• DATASET ROWS:

· · · ·

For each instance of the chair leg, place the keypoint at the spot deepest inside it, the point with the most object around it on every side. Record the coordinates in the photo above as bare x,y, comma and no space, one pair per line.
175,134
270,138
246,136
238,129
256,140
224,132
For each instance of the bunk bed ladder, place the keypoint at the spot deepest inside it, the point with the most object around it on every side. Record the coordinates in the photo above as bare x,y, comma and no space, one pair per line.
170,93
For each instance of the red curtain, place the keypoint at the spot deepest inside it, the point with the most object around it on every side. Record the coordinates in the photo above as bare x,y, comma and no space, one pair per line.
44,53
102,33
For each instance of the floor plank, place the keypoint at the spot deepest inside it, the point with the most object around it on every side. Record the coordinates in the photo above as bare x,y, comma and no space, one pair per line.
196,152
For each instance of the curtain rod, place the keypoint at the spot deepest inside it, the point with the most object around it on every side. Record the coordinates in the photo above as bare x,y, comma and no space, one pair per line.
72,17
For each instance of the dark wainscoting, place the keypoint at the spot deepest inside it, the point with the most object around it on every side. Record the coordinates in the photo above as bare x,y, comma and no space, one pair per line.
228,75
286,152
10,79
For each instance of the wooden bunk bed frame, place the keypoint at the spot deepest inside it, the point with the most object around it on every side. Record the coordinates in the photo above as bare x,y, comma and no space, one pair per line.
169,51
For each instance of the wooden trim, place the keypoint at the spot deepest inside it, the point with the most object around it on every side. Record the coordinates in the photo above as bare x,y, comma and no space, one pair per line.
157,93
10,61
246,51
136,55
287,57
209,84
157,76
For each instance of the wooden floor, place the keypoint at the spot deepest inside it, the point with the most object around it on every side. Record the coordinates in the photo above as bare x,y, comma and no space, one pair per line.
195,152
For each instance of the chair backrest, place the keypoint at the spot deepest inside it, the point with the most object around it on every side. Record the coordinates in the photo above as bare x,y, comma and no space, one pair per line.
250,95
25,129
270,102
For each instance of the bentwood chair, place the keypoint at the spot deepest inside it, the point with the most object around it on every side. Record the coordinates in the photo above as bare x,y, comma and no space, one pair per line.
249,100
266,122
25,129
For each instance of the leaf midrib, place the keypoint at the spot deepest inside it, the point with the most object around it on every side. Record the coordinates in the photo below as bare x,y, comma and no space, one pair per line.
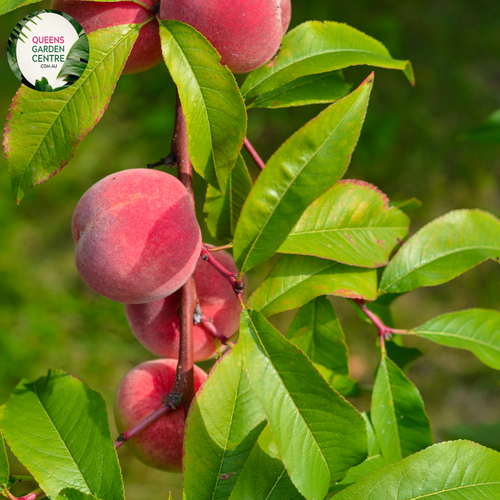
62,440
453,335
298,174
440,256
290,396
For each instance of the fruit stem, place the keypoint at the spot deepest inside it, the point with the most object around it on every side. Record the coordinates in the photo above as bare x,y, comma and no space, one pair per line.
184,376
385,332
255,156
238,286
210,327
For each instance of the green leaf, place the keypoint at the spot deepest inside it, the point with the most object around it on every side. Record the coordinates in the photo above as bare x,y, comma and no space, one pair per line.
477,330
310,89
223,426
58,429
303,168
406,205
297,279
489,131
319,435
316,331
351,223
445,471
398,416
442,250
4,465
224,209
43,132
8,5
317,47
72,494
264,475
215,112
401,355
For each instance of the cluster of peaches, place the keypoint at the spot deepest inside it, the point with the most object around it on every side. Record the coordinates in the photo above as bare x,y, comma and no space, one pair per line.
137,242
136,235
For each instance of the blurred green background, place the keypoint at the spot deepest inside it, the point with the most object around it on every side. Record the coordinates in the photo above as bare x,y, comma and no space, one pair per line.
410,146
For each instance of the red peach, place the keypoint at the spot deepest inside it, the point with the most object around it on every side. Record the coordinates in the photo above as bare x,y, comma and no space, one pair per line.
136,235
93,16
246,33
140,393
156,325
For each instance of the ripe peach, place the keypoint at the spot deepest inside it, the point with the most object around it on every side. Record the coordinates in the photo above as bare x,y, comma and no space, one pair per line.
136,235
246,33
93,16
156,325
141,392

· · · ·

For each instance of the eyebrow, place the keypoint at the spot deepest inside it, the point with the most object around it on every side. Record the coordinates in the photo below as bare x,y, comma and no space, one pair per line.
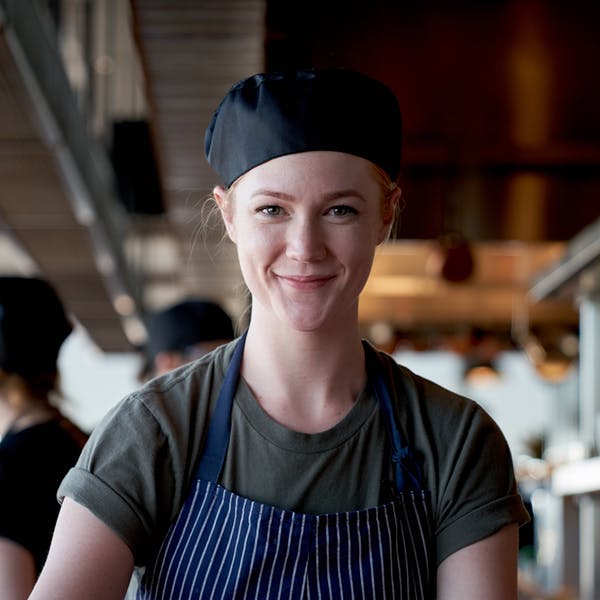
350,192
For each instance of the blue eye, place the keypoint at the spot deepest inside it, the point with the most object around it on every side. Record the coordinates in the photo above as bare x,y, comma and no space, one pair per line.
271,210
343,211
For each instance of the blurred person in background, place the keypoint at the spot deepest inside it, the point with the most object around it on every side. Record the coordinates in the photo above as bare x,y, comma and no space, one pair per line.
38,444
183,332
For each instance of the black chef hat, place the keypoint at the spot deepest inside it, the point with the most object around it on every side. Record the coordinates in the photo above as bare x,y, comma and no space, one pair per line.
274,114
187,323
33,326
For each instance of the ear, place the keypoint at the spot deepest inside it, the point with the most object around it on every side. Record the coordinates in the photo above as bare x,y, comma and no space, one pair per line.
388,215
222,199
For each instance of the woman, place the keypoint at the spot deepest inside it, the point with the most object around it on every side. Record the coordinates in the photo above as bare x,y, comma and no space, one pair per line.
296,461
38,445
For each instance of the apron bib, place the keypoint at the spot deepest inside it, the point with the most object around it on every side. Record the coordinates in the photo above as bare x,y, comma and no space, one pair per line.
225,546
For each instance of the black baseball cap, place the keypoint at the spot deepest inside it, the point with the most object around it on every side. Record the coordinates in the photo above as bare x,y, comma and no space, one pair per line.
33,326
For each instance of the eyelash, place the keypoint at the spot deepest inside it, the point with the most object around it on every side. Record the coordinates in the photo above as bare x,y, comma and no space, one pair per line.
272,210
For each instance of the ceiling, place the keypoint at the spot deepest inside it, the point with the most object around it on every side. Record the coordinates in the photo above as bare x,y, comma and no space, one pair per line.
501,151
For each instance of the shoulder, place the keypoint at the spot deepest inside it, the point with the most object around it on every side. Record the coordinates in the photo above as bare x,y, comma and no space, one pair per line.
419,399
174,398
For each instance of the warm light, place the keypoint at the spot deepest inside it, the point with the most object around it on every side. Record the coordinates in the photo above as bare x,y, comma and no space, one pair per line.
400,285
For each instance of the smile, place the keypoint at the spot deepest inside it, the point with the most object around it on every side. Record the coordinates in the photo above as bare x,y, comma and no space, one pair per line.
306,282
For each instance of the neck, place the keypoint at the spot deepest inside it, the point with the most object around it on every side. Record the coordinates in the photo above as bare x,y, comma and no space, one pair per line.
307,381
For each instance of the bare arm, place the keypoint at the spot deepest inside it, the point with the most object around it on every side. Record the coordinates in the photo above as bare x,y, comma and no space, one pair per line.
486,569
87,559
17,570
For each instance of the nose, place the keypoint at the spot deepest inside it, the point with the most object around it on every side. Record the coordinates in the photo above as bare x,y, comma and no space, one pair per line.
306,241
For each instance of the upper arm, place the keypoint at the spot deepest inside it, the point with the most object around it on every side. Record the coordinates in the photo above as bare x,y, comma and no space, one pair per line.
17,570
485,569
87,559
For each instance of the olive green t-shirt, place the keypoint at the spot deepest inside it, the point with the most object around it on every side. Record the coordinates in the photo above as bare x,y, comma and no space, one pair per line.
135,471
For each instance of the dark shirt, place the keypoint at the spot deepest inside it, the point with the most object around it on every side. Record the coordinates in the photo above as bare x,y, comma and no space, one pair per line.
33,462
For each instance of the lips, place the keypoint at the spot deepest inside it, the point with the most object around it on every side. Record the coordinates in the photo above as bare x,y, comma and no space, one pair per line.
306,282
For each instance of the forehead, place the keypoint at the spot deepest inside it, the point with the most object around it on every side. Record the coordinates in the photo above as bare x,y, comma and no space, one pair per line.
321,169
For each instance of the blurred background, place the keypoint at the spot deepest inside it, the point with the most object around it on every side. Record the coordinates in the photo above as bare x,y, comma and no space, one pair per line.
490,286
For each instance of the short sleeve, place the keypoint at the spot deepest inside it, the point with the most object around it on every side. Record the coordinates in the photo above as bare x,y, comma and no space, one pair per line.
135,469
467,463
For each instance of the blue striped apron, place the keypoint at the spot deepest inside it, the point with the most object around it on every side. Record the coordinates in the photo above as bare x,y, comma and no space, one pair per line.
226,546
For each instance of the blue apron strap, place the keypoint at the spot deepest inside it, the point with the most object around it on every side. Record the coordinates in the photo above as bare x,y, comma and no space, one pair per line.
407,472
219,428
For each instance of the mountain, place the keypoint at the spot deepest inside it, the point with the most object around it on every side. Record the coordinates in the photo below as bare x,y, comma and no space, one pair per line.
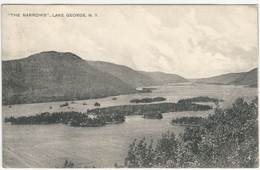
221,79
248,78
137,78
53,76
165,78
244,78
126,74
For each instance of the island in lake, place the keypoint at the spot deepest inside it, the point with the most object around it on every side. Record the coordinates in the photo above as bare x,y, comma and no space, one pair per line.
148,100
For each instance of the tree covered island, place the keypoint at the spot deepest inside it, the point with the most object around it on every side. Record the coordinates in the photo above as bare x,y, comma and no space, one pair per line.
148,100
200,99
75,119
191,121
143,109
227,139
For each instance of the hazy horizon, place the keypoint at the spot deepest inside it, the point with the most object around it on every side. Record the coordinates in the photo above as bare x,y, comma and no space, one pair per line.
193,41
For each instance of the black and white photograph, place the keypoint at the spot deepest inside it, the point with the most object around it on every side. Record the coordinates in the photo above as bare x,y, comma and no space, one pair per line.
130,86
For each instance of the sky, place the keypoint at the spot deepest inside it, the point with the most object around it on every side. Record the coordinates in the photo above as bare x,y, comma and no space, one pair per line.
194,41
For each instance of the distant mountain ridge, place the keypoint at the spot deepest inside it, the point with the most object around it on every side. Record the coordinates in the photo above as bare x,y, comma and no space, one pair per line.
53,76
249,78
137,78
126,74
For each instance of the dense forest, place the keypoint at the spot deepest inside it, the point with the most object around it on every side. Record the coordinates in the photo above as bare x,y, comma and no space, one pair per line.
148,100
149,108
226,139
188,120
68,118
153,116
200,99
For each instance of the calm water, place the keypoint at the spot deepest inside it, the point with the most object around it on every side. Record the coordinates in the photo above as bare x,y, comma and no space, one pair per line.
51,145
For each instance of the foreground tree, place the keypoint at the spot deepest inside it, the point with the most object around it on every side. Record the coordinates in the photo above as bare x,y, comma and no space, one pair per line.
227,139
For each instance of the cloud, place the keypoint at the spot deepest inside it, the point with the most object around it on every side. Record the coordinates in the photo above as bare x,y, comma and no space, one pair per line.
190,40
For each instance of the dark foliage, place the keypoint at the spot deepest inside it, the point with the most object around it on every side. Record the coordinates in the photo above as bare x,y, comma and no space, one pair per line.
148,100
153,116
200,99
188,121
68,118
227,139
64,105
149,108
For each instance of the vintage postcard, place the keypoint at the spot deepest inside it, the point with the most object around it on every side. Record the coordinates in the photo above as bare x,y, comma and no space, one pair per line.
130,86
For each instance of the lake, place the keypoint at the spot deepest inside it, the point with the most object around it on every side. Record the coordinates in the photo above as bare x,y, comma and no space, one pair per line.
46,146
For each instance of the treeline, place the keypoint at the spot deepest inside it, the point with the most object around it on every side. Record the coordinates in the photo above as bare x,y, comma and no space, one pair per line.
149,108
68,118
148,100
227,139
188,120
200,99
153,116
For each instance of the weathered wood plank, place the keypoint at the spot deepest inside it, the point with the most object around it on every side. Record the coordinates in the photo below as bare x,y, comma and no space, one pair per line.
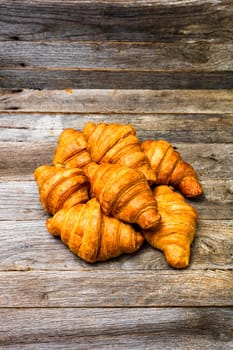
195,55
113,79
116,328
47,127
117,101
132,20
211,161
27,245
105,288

· · · ·

• WHAT THIS TASK INVOLVES: Find every line above that contains the string "leaf", and copy each one in full. Uppercase and lowercase letters count as different.

• FINISHED EXERCISE:
For each instance of the leaf midrib, place the keypoint at the spot deepest inside it, the point with the most object around it on every side. Record the coordinates in the photo below as bare x,y, comma and no space, one pair per line.
For each instance of the green leaf, place the keypoint at the spot deepest inside it, the point with the most object around it on every side. Record the coordinates in the photo above as bare x,y, comma and no space, one pair per line.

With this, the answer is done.